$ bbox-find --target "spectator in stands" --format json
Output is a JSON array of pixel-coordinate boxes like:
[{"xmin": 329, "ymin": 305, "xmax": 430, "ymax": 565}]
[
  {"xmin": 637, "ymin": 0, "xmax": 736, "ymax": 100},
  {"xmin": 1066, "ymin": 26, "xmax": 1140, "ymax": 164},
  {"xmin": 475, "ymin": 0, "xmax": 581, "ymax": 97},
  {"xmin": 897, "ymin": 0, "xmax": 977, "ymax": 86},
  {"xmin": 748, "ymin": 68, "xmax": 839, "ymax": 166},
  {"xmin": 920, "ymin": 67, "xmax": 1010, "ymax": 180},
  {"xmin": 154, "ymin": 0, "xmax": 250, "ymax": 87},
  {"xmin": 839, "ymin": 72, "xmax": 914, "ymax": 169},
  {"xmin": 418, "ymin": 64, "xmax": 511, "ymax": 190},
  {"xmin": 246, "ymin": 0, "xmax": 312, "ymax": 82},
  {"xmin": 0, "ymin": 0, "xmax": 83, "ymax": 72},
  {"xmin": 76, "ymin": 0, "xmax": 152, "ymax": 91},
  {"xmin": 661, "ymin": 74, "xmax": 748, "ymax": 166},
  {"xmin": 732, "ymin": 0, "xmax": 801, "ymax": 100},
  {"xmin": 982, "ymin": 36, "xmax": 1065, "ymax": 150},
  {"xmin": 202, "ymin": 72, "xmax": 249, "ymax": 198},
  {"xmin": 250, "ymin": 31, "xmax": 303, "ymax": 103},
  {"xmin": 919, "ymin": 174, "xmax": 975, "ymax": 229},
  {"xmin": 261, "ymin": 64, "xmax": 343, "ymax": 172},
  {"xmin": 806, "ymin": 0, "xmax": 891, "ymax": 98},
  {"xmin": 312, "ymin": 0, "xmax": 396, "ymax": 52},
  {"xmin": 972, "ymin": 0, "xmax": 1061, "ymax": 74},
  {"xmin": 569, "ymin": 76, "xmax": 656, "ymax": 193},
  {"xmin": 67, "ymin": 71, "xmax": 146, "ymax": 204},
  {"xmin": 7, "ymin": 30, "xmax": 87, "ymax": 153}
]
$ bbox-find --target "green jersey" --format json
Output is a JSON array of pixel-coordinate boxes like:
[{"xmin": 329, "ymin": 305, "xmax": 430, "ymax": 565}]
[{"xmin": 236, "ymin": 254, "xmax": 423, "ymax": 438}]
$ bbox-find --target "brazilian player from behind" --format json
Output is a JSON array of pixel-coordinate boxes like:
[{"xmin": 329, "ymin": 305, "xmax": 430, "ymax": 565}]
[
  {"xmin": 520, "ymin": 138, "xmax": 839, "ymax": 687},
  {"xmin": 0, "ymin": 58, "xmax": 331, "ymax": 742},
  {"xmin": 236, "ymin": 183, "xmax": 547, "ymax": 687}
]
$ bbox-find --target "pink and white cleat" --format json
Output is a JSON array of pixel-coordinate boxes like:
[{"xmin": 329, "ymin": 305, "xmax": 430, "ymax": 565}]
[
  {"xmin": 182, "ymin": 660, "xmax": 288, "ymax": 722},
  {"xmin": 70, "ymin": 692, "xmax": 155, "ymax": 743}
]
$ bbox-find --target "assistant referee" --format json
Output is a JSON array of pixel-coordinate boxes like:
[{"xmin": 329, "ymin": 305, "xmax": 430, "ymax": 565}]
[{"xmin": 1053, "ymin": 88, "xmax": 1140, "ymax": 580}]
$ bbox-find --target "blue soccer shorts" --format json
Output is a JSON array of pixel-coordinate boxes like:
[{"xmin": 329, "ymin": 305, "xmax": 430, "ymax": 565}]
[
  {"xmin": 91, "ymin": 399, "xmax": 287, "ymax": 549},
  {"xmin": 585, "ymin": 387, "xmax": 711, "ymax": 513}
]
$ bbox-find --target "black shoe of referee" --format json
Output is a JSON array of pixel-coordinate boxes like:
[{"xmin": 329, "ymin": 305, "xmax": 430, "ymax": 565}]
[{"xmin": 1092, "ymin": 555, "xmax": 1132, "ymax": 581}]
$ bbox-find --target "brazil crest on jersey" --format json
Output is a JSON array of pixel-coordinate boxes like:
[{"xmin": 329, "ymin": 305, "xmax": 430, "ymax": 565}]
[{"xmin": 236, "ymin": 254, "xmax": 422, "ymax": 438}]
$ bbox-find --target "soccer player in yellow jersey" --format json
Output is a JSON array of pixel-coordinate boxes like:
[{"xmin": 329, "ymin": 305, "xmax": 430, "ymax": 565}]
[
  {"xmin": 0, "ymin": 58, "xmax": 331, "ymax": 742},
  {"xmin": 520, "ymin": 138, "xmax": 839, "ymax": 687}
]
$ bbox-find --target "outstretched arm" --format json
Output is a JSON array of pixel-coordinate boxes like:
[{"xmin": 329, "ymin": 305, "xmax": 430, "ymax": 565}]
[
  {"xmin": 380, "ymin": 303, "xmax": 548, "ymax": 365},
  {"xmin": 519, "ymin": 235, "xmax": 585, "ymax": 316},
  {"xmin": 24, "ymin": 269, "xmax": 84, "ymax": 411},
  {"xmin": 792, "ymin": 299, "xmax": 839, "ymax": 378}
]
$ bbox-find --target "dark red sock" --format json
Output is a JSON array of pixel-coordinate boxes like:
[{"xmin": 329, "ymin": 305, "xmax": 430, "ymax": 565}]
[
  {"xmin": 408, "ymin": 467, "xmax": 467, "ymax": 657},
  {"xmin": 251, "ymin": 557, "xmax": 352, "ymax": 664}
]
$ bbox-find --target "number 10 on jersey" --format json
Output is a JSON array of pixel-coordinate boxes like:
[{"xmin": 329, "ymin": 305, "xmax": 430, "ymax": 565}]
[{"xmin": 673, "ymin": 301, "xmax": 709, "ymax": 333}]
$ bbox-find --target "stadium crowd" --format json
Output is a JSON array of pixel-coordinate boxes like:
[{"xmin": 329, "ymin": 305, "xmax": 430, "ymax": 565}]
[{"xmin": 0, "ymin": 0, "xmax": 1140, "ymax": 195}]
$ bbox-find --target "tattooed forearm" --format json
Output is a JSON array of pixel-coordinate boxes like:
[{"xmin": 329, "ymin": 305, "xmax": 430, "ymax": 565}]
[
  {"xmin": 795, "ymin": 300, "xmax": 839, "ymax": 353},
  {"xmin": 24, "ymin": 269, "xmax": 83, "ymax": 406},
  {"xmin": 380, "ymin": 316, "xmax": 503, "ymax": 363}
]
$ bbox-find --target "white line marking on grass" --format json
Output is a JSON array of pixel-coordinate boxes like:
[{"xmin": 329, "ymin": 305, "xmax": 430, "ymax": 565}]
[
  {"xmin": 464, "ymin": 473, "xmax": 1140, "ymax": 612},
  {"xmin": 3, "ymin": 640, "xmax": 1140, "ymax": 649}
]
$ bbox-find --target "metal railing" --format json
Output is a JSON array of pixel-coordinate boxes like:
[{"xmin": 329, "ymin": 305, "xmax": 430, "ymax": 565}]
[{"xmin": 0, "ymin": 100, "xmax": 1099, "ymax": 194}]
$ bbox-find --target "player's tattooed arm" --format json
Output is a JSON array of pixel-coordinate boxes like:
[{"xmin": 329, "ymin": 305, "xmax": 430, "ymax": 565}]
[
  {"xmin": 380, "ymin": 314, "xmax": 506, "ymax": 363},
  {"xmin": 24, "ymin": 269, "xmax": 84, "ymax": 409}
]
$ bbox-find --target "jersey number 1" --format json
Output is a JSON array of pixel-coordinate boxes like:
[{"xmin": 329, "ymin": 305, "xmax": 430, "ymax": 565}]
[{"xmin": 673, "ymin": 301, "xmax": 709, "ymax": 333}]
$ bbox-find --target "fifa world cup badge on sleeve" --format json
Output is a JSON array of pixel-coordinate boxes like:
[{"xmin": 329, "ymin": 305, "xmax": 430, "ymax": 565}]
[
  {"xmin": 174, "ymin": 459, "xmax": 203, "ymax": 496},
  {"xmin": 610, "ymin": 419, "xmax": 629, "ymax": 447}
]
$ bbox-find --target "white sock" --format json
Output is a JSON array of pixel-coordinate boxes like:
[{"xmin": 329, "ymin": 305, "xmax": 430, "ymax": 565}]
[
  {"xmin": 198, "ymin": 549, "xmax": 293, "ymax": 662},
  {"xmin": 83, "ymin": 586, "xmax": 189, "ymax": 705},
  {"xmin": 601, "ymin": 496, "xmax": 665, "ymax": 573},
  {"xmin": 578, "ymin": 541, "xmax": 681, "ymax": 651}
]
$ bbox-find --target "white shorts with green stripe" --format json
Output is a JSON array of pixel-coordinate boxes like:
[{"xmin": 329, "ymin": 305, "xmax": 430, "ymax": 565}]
++++++
▶ **Goal**: Repeat exactly, and only, the lines of the records above, starting with the line that contains "world cup badge" and ending with the final line, both included.

▶ **Task solution**:
$ bbox-find --target "fifa world cup badge on sleeve" --format json
Output is a JSON array of pixel-coordinate boxes like:
[{"xmin": 329, "ymin": 305, "xmax": 430, "ymax": 565}]
[
  {"xmin": 174, "ymin": 459, "xmax": 203, "ymax": 496},
  {"xmin": 610, "ymin": 419, "xmax": 629, "ymax": 447}
]
$ bbox-find --target "white sock" --format json
Output is a JSON array of pixel-coordinate boxes like:
[{"xmin": 329, "ymin": 305, "xmax": 430, "ymax": 565}]
[
  {"xmin": 198, "ymin": 549, "xmax": 293, "ymax": 662},
  {"xmin": 83, "ymin": 586, "xmax": 189, "ymax": 705},
  {"xmin": 601, "ymin": 496, "xmax": 665, "ymax": 573},
  {"xmin": 578, "ymin": 541, "xmax": 681, "ymax": 651}
]
$ bbox-find --target "white shorts with green stripe" --format json
Output is a JSON array of pixel-coordinate boxes like:
[{"xmin": 329, "ymin": 305, "xmax": 430, "ymax": 565}]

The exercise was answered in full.